EXTRACT PROVIDED ▸
######

Garrity is the easier of the wiggle room’s two ghosts to mistake for a phantom because he’s extremely chatty and distracting and thus is often taken by wigglers straining to maintain concentration as the yammering mind-monkey of their own personality’s dark, self-destructive side.

It’s fairly clear that Dean’s inner yammering mind-monkey does not know the linguistic history of the word boredom. Does Garrity mean well? Or is he just bored?

The other ghost Blumquist was an IRS examiner who died at his desk. He shows up by name in at least two other episodes in the novel. He is silent and sad and sympathetic.

In the chapter before we meet these two ghosts, §25, Wallace shows off his ability to reproduce the astounding boredom of rote examination. The IRS workers work their work, examine rotely. The phrase “turns a page” occurs 97 times in the chapter. Near the very end though, this:

Ed Shackleford turns a page. Two clocks, two ghosts, one square acre of hidden mirror. Ken Wax turns a page. Jay Landauer feels absently at his face. Every love story is a ghost story. Ryne Hobratschk turns a page.

Embedded in the mundane page-turning appears first a series of strange clues—“Two clocks, two ghosts, one square acre of hidden mirror”—and then, perhaps, a reading rule: “Every love story is a ghost story”.

What does “every love story is a ghost story” mean?

In a 2012 essay for , D.T. Max, who used the phrase as the title of his biography of Wallace, asked the question and then immediately offered his own vague answer:

What does “every love story is a ghost story” mean? It captures, I think, the futility of Wallace’s quest.

Max traces the phrase throughout Wallace’s writing. It first shows up in a 1986 letter, where Wallace attributes it to Virginia Woolf. In 1971. On an appearance on The Merv Griffin Show.

######

RECORDS PROVIDED ▸

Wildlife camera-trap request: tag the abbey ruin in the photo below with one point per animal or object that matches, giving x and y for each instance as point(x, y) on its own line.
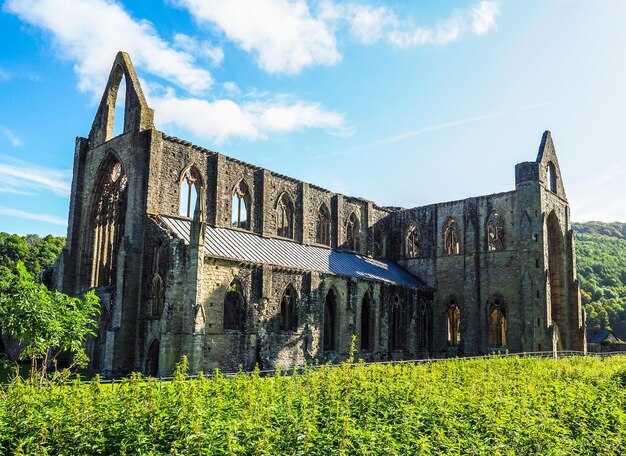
point(196, 253)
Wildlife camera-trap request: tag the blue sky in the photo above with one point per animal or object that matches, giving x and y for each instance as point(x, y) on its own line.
point(403, 103)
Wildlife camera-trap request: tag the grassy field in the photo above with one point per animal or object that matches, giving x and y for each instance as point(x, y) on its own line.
point(483, 406)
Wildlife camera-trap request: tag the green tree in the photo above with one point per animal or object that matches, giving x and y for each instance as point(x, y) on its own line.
point(48, 323)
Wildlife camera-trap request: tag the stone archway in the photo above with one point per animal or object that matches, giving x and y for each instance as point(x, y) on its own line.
point(152, 360)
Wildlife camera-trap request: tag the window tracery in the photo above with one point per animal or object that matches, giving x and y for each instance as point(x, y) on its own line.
point(240, 205)
point(108, 222)
point(412, 242)
point(288, 320)
point(451, 242)
point(454, 323)
point(352, 232)
point(322, 225)
point(284, 216)
point(495, 232)
point(234, 306)
point(189, 185)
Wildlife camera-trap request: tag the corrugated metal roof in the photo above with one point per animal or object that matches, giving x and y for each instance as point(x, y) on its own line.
point(245, 246)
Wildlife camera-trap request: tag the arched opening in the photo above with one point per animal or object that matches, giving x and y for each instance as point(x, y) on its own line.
point(453, 315)
point(495, 232)
point(284, 216)
point(398, 333)
point(451, 244)
point(322, 225)
point(189, 185)
point(152, 360)
point(412, 242)
point(551, 177)
point(497, 323)
point(352, 232)
point(157, 296)
point(240, 206)
point(288, 317)
point(367, 323)
point(330, 321)
point(108, 222)
point(234, 306)
point(119, 113)
point(555, 273)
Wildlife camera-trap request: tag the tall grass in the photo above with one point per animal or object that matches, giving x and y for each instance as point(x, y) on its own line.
point(493, 406)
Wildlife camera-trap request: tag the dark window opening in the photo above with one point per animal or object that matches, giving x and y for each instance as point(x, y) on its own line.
point(451, 242)
point(322, 226)
point(234, 307)
point(330, 322)
point(288, 318)
point(189, 185)
point(240, 206)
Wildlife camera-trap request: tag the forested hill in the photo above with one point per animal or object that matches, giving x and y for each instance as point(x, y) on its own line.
point(601, 262)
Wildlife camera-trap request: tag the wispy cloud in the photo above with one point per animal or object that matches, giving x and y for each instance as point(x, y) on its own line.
point(10, 136)
point(21, 177)
point(420, 131)
point(100, 28)
point(32, 216)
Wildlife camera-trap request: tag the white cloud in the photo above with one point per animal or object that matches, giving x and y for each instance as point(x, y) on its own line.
point(484, 17)
point(90, 32)
point(199, 48)
point(24, 177)
point(282, 33)
point(221, 120)
point(32, 216)
point(10, 136)
point(368, 24)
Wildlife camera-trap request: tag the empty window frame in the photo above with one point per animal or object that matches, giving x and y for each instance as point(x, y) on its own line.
point(108, 222)
point(284, 216)
point(497, 323)
point(322, 225)
point(157, 296)
point(454, 323)
point(495, 232)
point(411, 243)
point(451, 242)
point(189, 185)
point(352, 232)
point(234, 306)
point(288, 317)
point(240, 206)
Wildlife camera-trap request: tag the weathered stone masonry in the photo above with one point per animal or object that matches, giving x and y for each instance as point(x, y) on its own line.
point(234, 265)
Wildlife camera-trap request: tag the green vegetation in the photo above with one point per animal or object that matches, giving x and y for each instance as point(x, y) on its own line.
point(47, 323)
point(485, 406)
point(601, 262)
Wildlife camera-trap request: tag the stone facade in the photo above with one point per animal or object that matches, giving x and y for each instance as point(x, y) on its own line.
point(498, 271)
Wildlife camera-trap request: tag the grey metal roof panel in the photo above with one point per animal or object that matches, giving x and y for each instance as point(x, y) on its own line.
point(240, 245)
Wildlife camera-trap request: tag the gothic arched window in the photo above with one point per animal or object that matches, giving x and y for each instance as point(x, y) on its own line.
point(322, 225)
point(551, 177)
point(109, 214)
point(451, 242)
point(330, 321)
point(367, 323)
point(454, 322)
point(158, 297)
point(412, 242)
point(284, 216)
point(240, 206)
point(288, 318)
point(352, 232)
point(495, 232)
point(189, 185)
point(233, 306)
point(497, 323)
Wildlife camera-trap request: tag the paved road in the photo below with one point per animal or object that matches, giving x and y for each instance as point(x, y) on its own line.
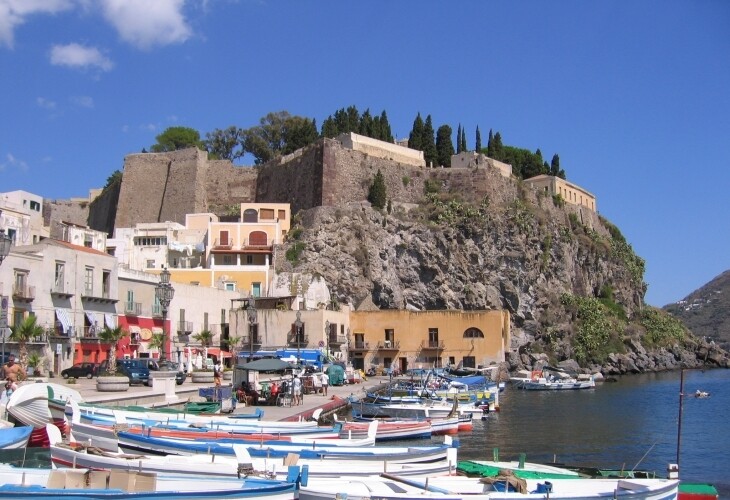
point(142, 395)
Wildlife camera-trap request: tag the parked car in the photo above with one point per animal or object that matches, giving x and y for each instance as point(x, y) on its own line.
point(180, 375)
point(88, 370)
point(134, 369)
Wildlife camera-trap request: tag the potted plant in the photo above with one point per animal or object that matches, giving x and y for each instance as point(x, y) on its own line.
point(204, 375)
point(22, 333)
point(110, 381)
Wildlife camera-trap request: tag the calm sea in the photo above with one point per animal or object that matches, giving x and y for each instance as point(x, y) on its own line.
point(631, 423)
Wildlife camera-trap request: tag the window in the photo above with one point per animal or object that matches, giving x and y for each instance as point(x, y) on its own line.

######

WHAT YOU NEED TO DO ▸
a. According to the passage on Wallace's ghosts, how many times does the phrase "turns a page" occur in §25?
b. Carry on the passage on Wallace's ghosts, picking up right after its final sentence.

ANSWERS BY TASK ▸
a. 97 times.

b.
(She would have to have been a ghost, of course, Woolf having filled her pockets with stones and walked in the River Ouse in 1941).

Wallace also scribbled the phrase in his notebook, and it ended up in his story “Tri-Stan, I Sold Sissee Nar to Ecko,” (the weakest jam, in my opinion, in his best short story collection Brief Interviews with Hideous Men). And then again, as we’ve seen, in The Pale King.

The phrase then, like some phantom, slips through his work, threads it, unites it. But again: What does it mean?

The Pale King is about death and taxes. It’s about boredom and futility and despair. It’s also very much about civics and civic responsibility. And it’s a ghost story, sure, sort of. But it is not easily identifiable as a love story.

But Wallace wants it to be a love story. There’s not really enough there to tie it all together—that’s the easy criticism for this novel in fragments—that there’s no connective tissue.

But there are some clues, some reading rules—clocks and ghosts, time and spirit. Mirrors as traps, maybe—a need for empathy that surpasses the self, a kind of empathy in commitment to boredom, to shared costs, to the taxes that tax us together.

Is this what Wallace wanted to see? Couldn’t find?—that, through taxing oneself, boring into oneself, a kind of connection with the metaphysical might occur? That there might be some transcendence?

Is that the ghost? Is that love?

Spirit?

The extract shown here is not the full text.